About this task: Go through the data below line by line. Give only the number of lines that contain "green".

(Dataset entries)
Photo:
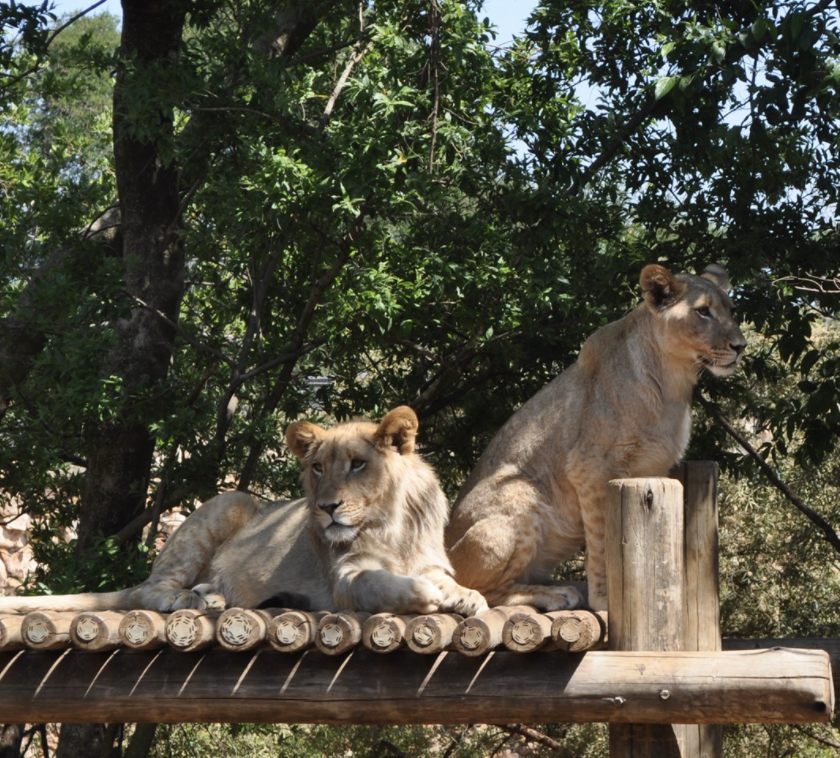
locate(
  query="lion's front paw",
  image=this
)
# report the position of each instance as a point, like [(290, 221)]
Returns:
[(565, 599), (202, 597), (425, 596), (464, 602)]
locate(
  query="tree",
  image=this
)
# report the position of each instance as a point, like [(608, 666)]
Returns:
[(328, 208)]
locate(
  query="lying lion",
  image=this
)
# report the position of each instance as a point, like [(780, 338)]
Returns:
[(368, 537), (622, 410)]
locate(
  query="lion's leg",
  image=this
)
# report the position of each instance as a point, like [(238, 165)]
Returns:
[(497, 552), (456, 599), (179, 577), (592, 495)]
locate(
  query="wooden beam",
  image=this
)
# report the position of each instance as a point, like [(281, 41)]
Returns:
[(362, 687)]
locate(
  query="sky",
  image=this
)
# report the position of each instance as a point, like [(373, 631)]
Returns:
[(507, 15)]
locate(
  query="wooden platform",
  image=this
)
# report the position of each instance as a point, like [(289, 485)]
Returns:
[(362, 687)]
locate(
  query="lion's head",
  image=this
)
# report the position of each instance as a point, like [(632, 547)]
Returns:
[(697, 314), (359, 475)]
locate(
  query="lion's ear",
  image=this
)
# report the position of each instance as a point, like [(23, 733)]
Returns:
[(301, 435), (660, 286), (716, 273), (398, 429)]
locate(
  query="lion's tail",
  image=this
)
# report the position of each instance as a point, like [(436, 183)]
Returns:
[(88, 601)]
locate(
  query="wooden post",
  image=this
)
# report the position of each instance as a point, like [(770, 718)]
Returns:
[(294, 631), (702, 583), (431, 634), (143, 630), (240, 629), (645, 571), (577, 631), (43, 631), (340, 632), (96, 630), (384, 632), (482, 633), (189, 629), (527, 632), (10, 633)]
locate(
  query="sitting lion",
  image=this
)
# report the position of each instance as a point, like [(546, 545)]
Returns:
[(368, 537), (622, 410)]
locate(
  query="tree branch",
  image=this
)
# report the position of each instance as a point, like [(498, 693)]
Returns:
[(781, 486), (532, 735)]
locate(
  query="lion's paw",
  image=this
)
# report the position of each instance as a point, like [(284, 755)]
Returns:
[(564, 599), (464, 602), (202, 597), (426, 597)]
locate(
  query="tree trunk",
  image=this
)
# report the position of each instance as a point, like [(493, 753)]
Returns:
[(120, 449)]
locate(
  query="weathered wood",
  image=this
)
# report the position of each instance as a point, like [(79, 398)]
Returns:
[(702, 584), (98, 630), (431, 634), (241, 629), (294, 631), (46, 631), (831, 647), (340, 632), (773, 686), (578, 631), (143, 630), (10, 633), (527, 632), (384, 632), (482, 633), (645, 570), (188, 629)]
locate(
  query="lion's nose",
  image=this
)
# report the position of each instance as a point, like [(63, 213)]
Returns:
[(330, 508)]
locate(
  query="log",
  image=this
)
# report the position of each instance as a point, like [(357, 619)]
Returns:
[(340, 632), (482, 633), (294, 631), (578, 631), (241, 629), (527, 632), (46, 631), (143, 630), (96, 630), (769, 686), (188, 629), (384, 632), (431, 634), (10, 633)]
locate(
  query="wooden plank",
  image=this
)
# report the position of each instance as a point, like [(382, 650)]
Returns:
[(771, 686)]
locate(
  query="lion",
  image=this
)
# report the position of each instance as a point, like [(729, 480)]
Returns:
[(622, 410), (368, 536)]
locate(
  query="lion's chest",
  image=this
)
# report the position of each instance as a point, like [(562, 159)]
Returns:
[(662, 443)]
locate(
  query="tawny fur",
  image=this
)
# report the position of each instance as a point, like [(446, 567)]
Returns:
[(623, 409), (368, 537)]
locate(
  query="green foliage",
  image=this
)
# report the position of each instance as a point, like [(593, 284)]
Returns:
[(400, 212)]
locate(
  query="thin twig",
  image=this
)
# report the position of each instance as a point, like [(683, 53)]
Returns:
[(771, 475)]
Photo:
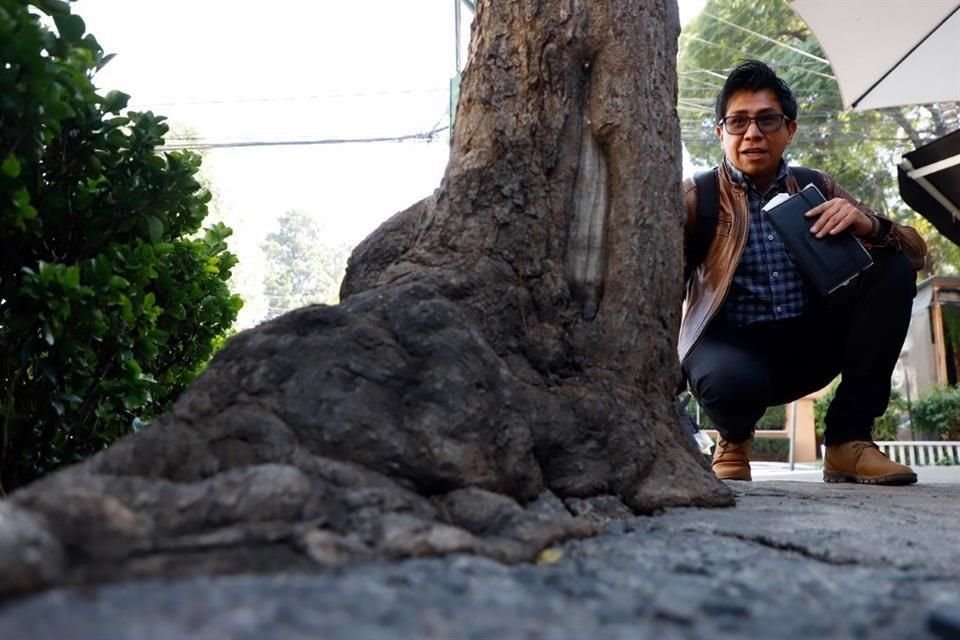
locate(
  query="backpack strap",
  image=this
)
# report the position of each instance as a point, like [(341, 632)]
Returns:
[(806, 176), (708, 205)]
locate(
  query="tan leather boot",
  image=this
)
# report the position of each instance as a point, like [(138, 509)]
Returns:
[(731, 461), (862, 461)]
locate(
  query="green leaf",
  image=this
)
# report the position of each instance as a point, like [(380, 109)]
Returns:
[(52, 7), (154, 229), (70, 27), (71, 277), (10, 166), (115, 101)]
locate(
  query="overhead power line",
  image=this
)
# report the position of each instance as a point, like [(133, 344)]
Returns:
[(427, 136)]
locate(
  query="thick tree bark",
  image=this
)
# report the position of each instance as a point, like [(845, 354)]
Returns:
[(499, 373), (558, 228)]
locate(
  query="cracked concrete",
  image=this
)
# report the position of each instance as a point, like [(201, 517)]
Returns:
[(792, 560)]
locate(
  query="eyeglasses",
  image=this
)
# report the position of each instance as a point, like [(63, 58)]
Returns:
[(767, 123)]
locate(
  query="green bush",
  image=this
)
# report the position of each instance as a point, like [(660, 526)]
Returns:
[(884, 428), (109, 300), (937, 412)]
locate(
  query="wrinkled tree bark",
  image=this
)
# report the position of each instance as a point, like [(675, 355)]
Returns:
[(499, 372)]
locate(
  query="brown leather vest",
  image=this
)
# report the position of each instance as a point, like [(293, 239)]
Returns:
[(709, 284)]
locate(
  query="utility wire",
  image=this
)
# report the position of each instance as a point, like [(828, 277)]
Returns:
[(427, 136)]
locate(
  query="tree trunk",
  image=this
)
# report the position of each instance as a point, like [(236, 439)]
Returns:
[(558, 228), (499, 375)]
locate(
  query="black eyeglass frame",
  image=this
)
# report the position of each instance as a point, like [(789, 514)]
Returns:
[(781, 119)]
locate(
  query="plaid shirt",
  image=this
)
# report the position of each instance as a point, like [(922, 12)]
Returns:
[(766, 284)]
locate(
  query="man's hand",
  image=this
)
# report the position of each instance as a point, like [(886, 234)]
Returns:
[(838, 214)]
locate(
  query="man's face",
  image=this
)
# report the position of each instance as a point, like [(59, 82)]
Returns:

Answer section: 3